** Excerpted passage **
If the local LS receives a KEEPALIVE message, it changes its state to
Established.
If the Hold Timer expires before a KEEPALIVE message is received, the
local LS sends NOTIFICATION message with the Error Code "Hold Timer
Expired" and changes its state to Idle.
If the local LS receives a NOTIFICATION message, it changes its state
to Idle.
If the KeepAlive timer expires, the local LS sends a KEEPALIVE
message and restarts its KeepAlive timer.
If a disconnect notification is received from the underlying
transport protocol, the local LS closes the transport connection,
restarts the ConnectRetry timer, continues to listen for a connection
that may be initiated by the remote TRIP peer, and goes into the
Active state.
In response to the Stop event (initiated by either the system or the
operator) the local LS sends NOTIFICATION message with the Error Code
"Cease" and changes its state to Idle.
The Start event is ignored in the OpenConfirm state.
In response to any other event the local LS sends a NOTIFICATION
message with the Error Code "Finite State Machine Error" and changes
its state to Idle.

** Requirements **
1. List every Error Code named in the state-handling passage.
2. Answer these questions from the state-handling passage:
(a) What state does the local LS move to when it receives a KEEPALIVE message?
(b) What does the local LS do when the KeepAlive timer expires?
(c) Which event is ignored in the OpenConfirm state?
3. From the state-handling passage, return everything from "If the Hold" down to "its KeepAlive timer.", copied word for word.

Boundary labeling items:
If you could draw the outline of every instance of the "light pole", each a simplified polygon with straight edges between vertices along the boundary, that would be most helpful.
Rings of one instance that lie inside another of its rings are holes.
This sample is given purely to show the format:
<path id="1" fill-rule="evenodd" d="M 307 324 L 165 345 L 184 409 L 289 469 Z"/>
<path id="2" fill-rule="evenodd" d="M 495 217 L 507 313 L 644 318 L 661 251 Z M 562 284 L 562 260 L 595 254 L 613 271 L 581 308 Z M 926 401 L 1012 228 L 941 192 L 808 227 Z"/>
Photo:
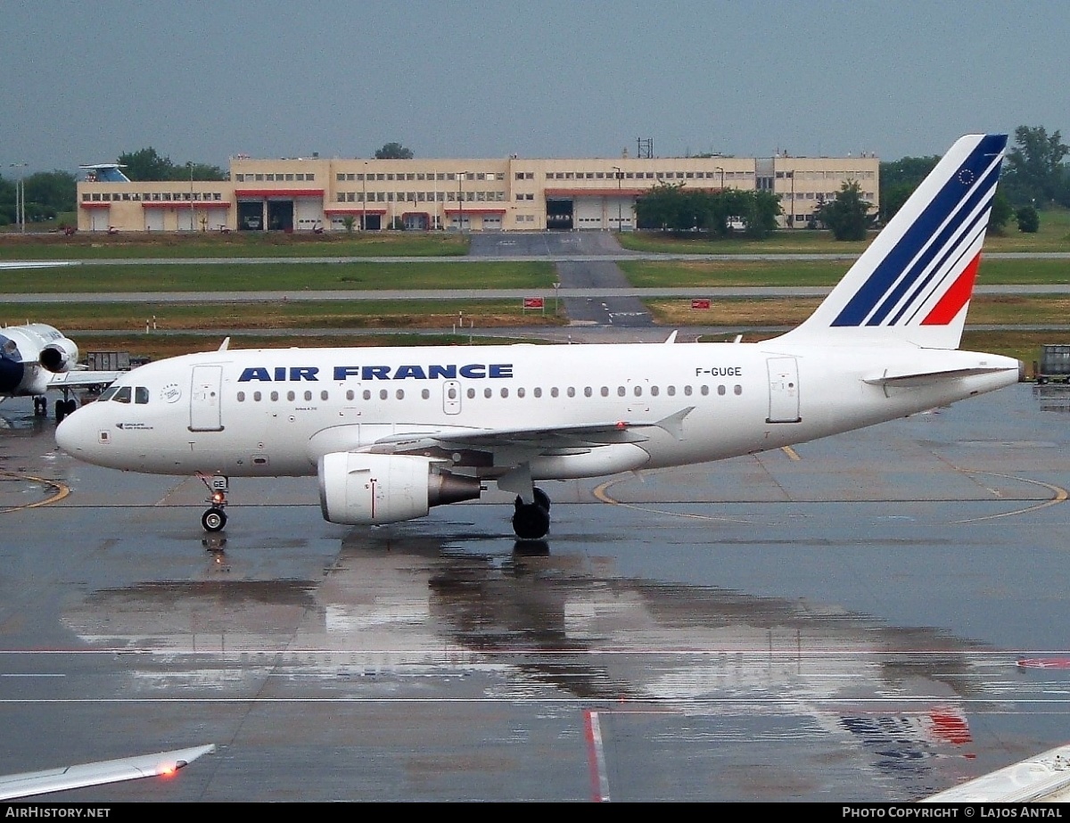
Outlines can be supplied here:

* * *

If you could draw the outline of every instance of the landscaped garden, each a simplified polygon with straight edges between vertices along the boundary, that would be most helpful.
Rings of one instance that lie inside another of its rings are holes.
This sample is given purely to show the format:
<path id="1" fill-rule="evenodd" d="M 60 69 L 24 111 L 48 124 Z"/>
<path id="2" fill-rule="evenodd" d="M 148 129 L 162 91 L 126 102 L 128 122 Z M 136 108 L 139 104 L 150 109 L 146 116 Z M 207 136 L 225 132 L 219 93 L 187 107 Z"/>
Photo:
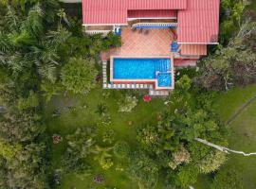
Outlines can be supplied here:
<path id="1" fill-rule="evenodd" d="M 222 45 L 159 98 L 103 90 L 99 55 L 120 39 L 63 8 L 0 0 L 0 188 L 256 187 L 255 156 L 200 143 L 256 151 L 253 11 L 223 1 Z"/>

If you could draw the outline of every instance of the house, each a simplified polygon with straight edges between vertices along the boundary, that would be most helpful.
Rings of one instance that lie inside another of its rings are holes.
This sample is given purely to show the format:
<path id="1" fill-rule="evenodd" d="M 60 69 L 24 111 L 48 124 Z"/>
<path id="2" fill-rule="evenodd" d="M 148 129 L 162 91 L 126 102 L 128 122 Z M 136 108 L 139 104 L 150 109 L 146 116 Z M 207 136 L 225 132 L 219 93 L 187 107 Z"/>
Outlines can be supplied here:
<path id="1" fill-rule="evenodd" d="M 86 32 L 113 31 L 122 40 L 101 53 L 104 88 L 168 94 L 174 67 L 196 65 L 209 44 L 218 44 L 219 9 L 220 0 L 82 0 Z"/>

==

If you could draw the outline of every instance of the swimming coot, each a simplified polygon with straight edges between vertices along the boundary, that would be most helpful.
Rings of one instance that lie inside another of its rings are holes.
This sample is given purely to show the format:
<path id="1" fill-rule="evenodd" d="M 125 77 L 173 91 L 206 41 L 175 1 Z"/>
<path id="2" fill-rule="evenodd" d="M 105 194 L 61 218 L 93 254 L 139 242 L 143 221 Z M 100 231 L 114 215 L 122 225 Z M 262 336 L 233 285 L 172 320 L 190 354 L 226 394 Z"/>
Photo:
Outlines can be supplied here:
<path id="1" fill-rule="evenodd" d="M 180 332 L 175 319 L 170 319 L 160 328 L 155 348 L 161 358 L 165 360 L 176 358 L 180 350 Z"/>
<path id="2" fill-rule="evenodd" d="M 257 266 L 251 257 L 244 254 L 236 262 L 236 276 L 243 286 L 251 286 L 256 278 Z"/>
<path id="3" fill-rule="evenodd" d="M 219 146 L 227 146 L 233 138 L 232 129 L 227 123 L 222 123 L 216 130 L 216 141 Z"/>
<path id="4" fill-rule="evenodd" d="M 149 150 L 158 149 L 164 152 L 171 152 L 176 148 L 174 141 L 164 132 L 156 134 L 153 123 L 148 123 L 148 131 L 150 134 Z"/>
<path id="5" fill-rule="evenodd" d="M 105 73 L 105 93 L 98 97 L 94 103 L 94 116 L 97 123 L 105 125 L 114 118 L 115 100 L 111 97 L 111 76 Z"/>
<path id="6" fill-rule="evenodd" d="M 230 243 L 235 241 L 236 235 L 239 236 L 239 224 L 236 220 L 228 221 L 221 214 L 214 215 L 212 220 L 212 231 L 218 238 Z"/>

** Answers for this exercise **
1.
"Hold Timer Expired"
"Cease"
"Finite State Machine Error"

2.
(a) Established
(b) It sends a KEEPALIVE message and restarts its KeepAlive timer.
(c) The Start event

3.
If the Hold Timer expires before a KEEPALIVE message is received, the
local LS sends NOTIFICATION message with the Error Code "Hold Timer
Expired" and changes its state to Idle.
If the local LS receives a NOTIFICATION message, it changes its state
to Idle.
If the KeepAlive timer expires, the local LS sends a KEEPALIVE
message and restarts its KeepAlive timer.